Covariate shift refers to the change in the distribution of the input variables present in the training and the test data.
- Preprocessing: This step involves imputing all missing values and label encoding of all categorical variables.
- Creating a random sample of your training and test data separately and adding a new feature origin which has value train or test depending on whether the observation comes from the training dataset or the test dataset.
- Now combine these random samples into a single dataset. Note that the shape of both the samples of training and test dataset should be nearly equal, otherwise it can be a case of an unbalanced dataset.
- Now create a model taking one feature at a time while having ‘origin’ as the target variable on a part of the dataset (say ~75%).
- Now predict on the rest part(~25%) of the dataset and calculate the value of AUC-ROC.
- Now if the value of AUC-ROC for a particular feature is greater than 0.80, we classify that feature as drifting.
^^^^
▶ [Set exercise 1]:
In the covariate shift text, what AUC-ROC value leads to a feature being classified as drifting?
▶ [Set exercise 2]:
Write the next part of the covariate shift text, starting after its last sentence.
The listing after this point is not needed.

▶ [Stored data]:
^^^^
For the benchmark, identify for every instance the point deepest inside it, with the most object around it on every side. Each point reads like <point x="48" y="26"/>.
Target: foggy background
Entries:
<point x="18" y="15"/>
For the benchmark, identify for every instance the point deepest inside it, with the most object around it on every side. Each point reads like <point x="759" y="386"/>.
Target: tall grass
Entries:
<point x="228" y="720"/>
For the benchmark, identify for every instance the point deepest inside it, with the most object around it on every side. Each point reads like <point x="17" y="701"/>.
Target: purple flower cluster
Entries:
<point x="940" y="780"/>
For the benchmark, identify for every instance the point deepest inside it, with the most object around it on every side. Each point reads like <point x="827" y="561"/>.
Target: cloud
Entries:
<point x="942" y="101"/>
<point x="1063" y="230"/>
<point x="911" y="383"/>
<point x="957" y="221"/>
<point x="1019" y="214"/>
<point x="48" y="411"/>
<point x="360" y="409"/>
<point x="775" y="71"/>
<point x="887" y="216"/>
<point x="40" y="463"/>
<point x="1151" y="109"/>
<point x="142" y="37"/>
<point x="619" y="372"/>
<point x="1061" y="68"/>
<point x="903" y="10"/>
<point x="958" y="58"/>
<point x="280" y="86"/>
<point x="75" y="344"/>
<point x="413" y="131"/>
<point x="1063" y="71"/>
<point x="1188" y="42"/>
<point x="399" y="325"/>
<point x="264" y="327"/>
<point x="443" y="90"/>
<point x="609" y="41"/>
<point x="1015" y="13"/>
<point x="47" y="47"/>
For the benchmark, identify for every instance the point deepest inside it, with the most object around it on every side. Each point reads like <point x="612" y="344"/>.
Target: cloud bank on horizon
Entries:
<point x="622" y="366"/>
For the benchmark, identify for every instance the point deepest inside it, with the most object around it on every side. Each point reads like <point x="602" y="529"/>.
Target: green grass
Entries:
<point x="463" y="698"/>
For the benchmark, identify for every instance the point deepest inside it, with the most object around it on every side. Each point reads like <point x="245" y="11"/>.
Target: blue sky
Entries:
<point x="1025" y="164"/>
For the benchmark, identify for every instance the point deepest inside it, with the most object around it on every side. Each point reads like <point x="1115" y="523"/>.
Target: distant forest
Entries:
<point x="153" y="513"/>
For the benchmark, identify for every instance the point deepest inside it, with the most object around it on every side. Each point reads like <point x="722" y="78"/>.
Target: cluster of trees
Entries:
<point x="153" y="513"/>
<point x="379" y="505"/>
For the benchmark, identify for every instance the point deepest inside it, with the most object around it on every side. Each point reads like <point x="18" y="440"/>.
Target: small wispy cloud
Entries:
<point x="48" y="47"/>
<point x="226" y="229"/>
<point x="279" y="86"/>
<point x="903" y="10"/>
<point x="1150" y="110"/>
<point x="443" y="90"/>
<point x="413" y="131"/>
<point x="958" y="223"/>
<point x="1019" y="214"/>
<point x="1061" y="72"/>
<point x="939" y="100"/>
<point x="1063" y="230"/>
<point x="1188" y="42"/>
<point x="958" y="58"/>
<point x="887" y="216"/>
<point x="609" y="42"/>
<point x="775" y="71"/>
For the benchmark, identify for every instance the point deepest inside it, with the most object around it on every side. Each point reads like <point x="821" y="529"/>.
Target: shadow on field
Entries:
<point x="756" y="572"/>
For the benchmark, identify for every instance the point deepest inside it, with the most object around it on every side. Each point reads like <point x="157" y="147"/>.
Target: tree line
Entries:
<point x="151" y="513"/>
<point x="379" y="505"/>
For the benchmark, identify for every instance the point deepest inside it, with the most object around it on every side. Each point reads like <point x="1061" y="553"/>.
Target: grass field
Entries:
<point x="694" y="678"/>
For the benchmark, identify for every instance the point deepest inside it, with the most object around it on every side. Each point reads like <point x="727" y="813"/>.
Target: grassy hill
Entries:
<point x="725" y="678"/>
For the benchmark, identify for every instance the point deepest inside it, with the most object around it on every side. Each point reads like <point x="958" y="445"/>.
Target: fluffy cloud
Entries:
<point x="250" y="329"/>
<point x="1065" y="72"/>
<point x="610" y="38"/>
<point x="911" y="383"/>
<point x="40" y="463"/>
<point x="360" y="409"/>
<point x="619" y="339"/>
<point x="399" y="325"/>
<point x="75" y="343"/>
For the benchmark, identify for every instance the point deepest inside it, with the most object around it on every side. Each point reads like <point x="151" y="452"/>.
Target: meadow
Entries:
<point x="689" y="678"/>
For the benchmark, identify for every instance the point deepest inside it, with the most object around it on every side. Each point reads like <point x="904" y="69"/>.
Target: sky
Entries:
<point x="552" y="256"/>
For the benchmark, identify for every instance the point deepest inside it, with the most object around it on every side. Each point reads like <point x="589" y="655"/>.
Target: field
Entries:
^^^^
▶ [Output 1]:
A value greater than 0.80.

▶ [Output 2]:
There are two ways to treat Covariate Shift in Data[2]:
- Dropping of drifting features
- Importance weight using Density Ratio Estimation
During the training stage of networks, as the parameters of the preceding layers change, the distribution of inputs to the current layer changes accordingly, such that the current layer needs to constantly readjust to new distributions. This problem is especially severe for deep networks, because small changes in shallower hidden layers will be amplified as they propagate within the network, resulting in significant shift in deeper hidden layers.[1]
Introduce Batch Normalization to reduce these unwanted shifts to speed up training and to produce more reliable models.
- Batch Normalization avoids internal covariate shifts.
- The network can use higher learning rate without vanishing or exploding gradients.
- It seems to have a regularizing effect such that the network improves its generalization properties, and it is thus unnecessary to use dropout to mitigate overfitting.
- It has been observed also that with batch norm the network becomes more robust to different initialization schemes and learning rates.